- [TEXT SHOWN]

=== Section Start ===

I’m going to try and post something every day during the month of February, usually consisting of either brand new music or folks that I’ve never posted about before. Yesterday I posted about the brand new Negative Gemini EP, so today I’m indulging in something older.
I recently rediscovered this album by The Supreme Jubilees and decided to put their 1979 album (reissued by Light In The Attic in 2015) on my phone for the week, especially since it’s a very cold Friday and I need a bit of comfort. This did the trick and warmed me up during my frigid commute to work this morning. The story of the band is heartwarming and another story to add to the collection of labels like Light In The Attic or Numero resuscitating old, forgotten records to the present day. Read the whole story below and enjoy.
If God had a disco, the DJ would be playing California gospel-soul group The Supreme Jubilees. “We won’t have to cry no more,” the tuxedo-clad group would sing, in high, angelic vocals over smooth grooves. “It’ll all be over.” Prepare to dance and contemplate death all at the same time.
A band of brothers and cousins, the group was founded from two familes: brothers Joe and Dave Kingsby plus Dave’s son David Kingsby Jr., and keyboardist Leonard Sanders plus his brothers Phillips (drummer), Tim (bassist), and Melvin (tenor). The Sanders clan grew up singing together in the Witness of Jesus Christ church in Fresno CA, where dad Marion was pastor. Guitarist Larry Price–who belonged to neither family–completed the line-up that recorded the group’s first–and, prophetically, only–album, It’ll All Be Over.
Released in 1980 on the group’s own S&K (Sanders & Kingsby) label, It’ll All Be Over pinpoints a fatalistic mood exemplified by the title. Its lyrics drawn from the Old Testament, its sound from the church by way of the disco, and it’s a feel captured by the album cover–a low, orange sun setting over the Pacific ocean. It is, as Jessica Hundley observes in the brand new liner notes, “both apocalyptic and seductive.”
Making the album was not easy. Sessions began in Trac Record Co, a country and western studio in Fresno, CA, where the engineer was so put out by the group’s requests for heavier bass in the mix, he stopped the session and kicked them out. They left with four songs–one side of the album–and the record was completed at Sierra Recording Studio in Visalia, CA. Leonard Sanders reported having a spiritual encounter in his sleep while in Visalia; the next day he recorded his part of the album’s title track in a single take.
After the LP was pressed, the group took their music on tour, first in California, where they played with acts including the Gospel Keynotes, The Jackson Southernaires, and the Mighty Clouds of Joy, and then on an ill-fated trip to Texas. A follow-up album was planned for 1981, but it never materialized; having slept sometimes a dozen to a room in Texas, the men in the band were reluctant to leave jobs, wives, and kids for the hardship of the road. The group simply fizzled out, even if the friendships never did. A copy of the album sold to a fan on that Texan tour made its way to a San Antonio record store, where it was discovered nearly three decades later by collector David Haffner (Friends of Sound). He managed to track down the Kingsby-Sanders clan at a Fourth Of July barbeque in Fresno in 2004. And he eventually introduced the group to Light In The Attic Records, which now presents the album, restored, remastered, and available to the public for the first time.

=== Section End ===

- [ACTIVITIES]
[1] Answer these questions from the post about The Supreme Jubilees:
(a) In which church did the Sanders clan grow up singing together?
(b) At which studio was the record completed?
(c) Where was David Haffner's copy of the album discovered?
[2] Write out the passage of the post about The Supreme Jubilees starting with "Making the album" and going on through "a single take.".
Rely only on the text above.

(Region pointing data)

=== Section Start ===

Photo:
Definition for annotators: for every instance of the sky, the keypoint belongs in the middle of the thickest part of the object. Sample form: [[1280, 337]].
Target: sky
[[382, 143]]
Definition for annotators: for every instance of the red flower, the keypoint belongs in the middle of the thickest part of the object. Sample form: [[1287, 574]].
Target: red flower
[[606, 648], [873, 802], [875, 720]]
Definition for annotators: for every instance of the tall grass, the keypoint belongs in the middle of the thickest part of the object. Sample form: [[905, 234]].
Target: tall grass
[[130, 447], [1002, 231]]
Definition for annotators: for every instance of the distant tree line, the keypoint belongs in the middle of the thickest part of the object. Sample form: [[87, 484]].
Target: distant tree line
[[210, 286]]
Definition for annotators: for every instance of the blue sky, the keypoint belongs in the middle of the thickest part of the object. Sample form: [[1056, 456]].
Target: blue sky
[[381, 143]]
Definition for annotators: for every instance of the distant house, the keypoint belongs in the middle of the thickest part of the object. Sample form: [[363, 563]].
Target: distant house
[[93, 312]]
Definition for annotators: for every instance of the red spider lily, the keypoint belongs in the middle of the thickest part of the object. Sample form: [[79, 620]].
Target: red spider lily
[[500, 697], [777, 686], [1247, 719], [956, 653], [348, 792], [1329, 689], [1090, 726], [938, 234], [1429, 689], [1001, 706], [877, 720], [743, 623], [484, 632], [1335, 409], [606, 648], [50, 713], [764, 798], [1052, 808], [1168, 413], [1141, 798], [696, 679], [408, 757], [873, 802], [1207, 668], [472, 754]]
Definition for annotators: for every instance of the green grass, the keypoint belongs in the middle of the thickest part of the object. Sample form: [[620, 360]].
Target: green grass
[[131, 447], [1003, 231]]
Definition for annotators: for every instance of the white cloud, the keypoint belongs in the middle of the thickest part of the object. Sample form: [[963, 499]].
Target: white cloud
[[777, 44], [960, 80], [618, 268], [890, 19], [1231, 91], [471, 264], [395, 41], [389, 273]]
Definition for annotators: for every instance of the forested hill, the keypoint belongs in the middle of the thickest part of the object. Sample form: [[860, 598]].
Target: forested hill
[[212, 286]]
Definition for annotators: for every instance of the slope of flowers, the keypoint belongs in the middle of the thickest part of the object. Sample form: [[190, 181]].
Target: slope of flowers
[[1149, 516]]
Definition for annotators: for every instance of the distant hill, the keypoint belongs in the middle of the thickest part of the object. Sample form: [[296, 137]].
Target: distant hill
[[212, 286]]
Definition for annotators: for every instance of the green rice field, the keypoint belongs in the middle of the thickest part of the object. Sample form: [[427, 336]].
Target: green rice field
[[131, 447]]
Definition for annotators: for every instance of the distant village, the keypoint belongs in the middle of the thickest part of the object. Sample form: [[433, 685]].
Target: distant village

=== Section End ===

- [EXPECTED RESPONSES]
[1]
(a) The Witness of Jesus Christ church in Fresno, CA.
(b) Sierra Recording Studio in Visalia, CA.
(c) A San Antonio record store.

[2]
Making the album was not easy. Sessions began in Trac Record Co, a country and western studio in Fresno, CA, where the engineer was so put out by the group’s requests for heavier bass in the mix, he stopped the session and kicked them out. They left with four songs–one side of the album–and the record was completed at Sierra Recording Studio in Visalia, CA. Leonard Sanders reported having a spiritual encounter in his sleep while in Visalia; the next day he recorded his part of the album’s title track in a single take.